» Document passage
........

However, ultrasonography is limited in its ability to detect leakage or rupture of an abdominal aortic aneurism. It further cannot easily detect aneurisms that involve branch arteries or those behind or above the kidneys. Further, if the patient is obese or suffers from gas in the bowels the ultrasound will have difficulty locating an aneurism.

CT scans

CT scans - computed tomography – are special radiographic techniques that use computers to assimilate multiple X-ray images into a 2 dimensional cross-sectional image. They are very sophisticated and are nearly 100% effective in locating aneurisms.

Computed tomography has certain advantages over ultrasounds. It is more accurate in…

  • defining the size of an abdominal aortic aneurism
  • detecting the involvement of certain arteries
  • finding aneurisms in proximity to the kidneys

It is also not limited by obesity or the presence of abdominal gas and can detect hard to find aneurisms associated with the most posterior area of the abdominal cavity.

........

» Extracted material

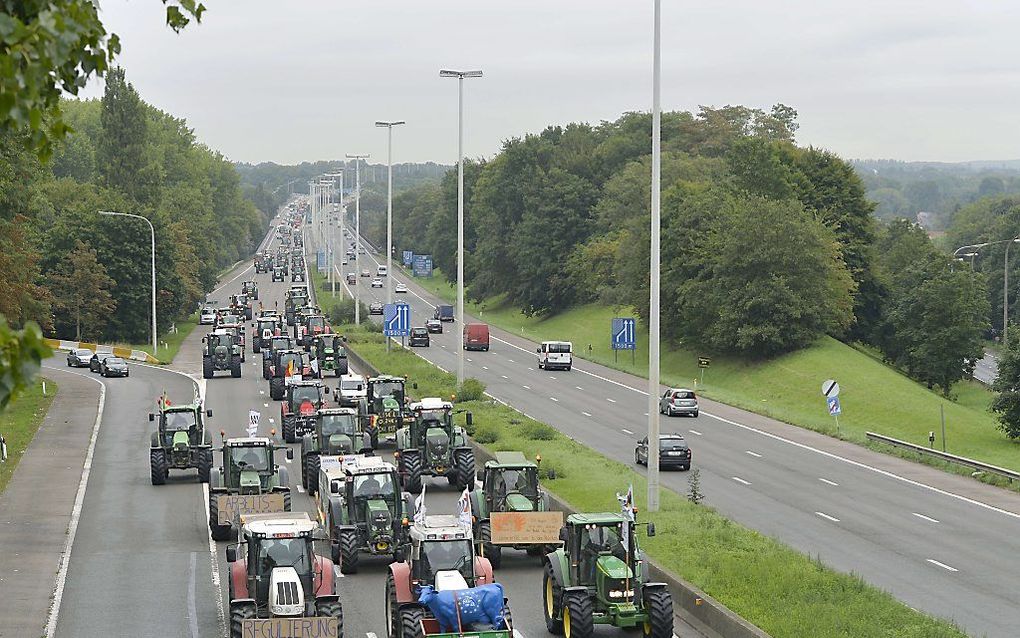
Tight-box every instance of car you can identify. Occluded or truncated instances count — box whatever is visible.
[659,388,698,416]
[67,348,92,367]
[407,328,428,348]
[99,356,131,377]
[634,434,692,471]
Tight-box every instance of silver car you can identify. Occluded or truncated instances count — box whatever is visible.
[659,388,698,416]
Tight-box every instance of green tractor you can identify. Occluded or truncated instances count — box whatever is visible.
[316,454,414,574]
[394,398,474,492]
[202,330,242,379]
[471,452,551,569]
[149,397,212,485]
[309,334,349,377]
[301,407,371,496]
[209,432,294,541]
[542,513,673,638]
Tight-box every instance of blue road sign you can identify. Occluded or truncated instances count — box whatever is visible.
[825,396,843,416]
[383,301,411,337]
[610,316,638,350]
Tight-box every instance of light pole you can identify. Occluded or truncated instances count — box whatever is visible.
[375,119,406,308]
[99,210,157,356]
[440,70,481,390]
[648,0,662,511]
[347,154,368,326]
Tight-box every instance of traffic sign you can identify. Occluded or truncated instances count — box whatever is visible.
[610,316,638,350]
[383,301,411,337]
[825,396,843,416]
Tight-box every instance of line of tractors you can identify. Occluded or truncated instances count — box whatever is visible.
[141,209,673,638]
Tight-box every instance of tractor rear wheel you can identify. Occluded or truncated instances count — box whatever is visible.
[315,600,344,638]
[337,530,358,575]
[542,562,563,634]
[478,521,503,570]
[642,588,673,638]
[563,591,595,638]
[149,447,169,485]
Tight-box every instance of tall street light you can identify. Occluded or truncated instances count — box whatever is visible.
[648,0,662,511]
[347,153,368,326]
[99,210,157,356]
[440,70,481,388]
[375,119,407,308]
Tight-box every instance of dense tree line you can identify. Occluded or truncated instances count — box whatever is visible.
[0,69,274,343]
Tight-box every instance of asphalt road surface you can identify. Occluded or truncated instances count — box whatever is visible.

........

Please write the next part of the passage on imaging tests for abdominal aortic aneurisms, picking up right after its final sentence.

» Answer space
Spiral CT scans produce three-dimensional imaging of abdominal contents enhancing the ability to see aneurisms adjacent to certain organs or branch arteries.

CT scans are more cost prohibitive and require specially trained technicians that might not be readily available. However they can be very useful in determining aneurism treatments.


MRI - Magnetic Resonance Imaging - is a special imaging technique used to image internal structures of the body, particularly the soft tissues. An MRI image is often superior to a normal X-ray image. It uses the influence of a large magnet to polarize hydrogen atoms in the tissues and then monitors the summation of the spinning energies within living cells.

MRI images are very clear and are particularly good for…

  • soft tissue
  • brain
  • spinal cord
  • joints
  • abdomen

These scans may be used for detecting some cancers or for following their progress. For abdominal aortic aneurisms an MRI produces aorta imaging comparable to CT scanning and ultrasound without the patient having to be exposed to radiation and dyes. It often produces superior results in imaging branch arteries but can be less effective in discovering aneurisms close to the kidneys. The use of MRI is costly and requires a stable patient.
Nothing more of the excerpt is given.